▶ [Instruction]
Locate each line in the entries below that contains the word "woman" and copy those lines. Case counts.

——————————

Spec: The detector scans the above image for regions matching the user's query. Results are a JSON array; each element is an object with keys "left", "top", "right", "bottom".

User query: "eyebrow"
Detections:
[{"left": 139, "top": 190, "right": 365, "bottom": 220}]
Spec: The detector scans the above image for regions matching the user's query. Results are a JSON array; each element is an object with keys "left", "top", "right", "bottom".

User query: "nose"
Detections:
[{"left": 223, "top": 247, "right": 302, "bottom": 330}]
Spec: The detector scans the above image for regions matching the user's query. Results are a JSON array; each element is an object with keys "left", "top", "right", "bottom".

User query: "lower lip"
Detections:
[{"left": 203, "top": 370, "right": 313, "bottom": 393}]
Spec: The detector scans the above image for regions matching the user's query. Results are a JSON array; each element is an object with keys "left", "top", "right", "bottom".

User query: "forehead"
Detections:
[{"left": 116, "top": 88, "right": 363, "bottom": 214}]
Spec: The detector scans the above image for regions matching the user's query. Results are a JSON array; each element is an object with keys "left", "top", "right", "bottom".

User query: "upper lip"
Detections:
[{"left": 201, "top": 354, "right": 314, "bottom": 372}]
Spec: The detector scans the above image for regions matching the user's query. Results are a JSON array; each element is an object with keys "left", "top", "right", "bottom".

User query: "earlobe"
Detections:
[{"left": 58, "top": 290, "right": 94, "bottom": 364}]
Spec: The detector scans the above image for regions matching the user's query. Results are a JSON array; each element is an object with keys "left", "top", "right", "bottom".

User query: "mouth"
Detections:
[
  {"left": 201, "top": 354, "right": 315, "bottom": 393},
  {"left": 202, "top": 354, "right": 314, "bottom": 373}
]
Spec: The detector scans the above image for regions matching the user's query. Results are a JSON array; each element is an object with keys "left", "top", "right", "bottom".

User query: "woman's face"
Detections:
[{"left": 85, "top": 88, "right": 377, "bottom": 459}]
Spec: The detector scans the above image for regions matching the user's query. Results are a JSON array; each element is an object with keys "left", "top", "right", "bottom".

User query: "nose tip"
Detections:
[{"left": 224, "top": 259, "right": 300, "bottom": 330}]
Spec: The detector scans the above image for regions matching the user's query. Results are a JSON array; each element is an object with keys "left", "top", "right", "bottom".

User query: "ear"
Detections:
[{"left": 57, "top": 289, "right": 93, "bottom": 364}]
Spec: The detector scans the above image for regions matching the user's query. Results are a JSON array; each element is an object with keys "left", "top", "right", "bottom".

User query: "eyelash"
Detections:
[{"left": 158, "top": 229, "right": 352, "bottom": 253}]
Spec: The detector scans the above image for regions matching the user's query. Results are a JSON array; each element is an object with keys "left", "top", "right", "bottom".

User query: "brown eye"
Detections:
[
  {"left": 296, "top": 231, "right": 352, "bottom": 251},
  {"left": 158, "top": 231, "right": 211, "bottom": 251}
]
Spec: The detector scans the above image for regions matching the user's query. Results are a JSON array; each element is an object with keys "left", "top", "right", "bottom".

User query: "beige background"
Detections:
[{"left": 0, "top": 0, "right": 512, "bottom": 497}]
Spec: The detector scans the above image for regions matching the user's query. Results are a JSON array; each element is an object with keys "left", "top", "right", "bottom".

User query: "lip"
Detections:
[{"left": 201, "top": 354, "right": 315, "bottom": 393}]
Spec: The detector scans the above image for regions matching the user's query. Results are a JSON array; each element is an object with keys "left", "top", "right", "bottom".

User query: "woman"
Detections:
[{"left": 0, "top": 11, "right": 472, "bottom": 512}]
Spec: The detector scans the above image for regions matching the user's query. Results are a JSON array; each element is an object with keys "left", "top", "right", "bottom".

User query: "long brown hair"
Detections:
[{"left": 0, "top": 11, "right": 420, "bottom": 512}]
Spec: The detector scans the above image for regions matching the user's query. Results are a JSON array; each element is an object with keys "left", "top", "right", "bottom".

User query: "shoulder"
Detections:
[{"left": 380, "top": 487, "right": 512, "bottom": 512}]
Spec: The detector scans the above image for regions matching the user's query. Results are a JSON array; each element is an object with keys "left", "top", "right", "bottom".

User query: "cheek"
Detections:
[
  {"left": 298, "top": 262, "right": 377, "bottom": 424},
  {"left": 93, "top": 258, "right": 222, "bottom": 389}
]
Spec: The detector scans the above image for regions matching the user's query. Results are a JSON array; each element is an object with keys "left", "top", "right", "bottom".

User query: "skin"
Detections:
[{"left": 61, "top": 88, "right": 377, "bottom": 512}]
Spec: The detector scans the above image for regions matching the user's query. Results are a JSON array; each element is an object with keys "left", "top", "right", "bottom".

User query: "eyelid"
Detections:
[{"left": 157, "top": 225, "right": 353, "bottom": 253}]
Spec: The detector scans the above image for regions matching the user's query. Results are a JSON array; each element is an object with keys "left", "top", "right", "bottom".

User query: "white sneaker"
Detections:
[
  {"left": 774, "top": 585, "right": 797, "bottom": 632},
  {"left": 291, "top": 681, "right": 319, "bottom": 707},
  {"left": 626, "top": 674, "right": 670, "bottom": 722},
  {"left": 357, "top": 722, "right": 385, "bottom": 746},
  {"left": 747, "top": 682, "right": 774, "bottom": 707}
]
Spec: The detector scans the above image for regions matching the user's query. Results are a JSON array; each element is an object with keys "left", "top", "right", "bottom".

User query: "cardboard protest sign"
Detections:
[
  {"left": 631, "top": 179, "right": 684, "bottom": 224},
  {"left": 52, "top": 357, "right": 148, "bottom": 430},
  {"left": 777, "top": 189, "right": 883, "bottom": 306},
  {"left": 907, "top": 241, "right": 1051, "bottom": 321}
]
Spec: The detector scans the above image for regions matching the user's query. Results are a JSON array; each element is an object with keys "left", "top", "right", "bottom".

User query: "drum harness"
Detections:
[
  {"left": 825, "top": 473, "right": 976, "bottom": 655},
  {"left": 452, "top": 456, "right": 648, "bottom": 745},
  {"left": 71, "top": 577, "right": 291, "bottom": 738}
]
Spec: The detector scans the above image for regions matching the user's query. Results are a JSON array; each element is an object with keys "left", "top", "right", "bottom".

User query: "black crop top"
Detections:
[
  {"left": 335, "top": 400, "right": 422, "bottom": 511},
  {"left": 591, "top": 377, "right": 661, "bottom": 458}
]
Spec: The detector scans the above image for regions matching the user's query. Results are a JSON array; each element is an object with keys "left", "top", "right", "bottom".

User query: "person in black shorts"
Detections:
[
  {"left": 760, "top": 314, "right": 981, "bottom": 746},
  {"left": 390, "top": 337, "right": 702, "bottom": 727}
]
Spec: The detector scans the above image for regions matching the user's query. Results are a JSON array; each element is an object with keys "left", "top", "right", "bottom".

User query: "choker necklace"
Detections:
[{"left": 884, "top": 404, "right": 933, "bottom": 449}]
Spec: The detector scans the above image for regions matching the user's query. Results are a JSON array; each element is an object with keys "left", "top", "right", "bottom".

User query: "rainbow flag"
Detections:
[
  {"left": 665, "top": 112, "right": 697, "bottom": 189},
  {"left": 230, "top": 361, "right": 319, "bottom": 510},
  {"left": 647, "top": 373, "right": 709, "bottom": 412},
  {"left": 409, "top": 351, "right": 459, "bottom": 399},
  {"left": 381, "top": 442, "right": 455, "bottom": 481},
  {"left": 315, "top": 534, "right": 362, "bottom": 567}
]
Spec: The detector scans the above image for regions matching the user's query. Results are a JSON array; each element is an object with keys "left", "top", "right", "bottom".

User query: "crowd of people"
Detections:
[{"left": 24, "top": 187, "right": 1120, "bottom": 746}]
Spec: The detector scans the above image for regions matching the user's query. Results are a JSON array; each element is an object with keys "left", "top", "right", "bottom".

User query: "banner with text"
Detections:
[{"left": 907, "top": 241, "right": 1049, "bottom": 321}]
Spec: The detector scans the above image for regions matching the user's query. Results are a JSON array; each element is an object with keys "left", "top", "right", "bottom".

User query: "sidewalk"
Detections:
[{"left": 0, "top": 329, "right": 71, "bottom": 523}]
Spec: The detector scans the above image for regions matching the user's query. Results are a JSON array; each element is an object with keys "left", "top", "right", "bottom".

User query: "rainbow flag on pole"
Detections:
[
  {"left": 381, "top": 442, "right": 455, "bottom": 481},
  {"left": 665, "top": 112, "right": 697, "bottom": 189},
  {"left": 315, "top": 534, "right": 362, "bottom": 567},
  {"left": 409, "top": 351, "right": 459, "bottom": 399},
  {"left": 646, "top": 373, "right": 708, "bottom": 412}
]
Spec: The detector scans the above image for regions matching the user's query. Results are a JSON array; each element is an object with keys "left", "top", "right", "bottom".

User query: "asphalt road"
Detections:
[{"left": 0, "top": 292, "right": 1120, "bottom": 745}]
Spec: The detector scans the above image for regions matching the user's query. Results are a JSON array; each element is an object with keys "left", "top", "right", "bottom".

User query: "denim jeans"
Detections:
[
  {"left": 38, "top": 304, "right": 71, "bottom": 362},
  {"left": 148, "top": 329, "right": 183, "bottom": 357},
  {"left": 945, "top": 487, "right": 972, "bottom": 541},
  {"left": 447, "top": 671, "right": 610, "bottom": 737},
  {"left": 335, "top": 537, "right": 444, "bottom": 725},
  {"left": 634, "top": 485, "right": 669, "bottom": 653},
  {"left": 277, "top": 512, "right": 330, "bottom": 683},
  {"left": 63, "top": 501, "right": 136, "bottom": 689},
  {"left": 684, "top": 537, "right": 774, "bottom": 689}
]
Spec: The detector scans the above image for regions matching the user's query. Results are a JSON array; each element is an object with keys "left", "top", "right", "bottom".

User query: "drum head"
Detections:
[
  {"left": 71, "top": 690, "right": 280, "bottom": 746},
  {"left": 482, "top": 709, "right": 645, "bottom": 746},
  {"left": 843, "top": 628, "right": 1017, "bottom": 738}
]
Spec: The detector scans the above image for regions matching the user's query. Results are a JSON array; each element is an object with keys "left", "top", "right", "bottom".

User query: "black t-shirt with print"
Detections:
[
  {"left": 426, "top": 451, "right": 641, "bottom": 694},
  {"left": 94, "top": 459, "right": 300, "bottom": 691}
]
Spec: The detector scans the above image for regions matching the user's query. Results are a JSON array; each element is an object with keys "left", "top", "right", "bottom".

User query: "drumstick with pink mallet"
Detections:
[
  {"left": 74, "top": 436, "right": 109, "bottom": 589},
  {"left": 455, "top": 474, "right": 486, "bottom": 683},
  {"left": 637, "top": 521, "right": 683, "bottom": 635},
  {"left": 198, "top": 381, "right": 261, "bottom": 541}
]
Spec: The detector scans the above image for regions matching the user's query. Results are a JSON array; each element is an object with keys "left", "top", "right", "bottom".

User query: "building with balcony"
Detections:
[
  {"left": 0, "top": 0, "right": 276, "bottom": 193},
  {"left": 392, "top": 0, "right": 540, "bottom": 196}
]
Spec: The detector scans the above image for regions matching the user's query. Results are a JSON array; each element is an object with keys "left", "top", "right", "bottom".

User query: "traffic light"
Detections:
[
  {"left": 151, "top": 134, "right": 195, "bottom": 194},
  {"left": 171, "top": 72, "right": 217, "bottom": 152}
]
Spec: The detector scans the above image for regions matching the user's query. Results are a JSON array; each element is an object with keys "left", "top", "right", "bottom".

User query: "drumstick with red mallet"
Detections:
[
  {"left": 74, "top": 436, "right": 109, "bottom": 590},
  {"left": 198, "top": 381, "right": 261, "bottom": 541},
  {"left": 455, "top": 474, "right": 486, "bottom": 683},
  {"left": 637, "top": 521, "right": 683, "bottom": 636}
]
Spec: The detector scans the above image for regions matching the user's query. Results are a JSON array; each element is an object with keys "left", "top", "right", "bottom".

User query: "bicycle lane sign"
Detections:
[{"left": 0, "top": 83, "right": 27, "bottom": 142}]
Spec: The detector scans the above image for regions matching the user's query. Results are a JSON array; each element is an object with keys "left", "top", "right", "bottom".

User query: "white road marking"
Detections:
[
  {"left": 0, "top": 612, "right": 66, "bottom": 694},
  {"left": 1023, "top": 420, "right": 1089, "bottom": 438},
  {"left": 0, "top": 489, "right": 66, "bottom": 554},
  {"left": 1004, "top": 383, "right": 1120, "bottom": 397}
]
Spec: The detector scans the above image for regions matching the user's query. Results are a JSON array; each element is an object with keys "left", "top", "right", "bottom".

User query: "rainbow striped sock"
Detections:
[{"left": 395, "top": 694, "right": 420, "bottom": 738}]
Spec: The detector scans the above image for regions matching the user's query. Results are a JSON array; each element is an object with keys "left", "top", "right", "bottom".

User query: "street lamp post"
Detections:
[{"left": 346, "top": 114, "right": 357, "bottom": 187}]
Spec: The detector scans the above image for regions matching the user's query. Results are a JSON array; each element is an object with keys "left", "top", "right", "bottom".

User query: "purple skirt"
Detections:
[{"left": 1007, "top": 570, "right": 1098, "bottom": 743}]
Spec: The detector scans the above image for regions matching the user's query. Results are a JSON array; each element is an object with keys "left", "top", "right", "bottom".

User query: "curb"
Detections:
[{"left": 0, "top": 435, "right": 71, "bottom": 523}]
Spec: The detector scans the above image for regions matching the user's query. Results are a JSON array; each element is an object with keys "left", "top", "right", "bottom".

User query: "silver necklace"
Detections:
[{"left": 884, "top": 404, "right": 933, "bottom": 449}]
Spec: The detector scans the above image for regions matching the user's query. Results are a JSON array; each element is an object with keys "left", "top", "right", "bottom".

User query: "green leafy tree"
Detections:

——————————

▶ [Exercise output]
User query: "woman's face"
User query: "woman"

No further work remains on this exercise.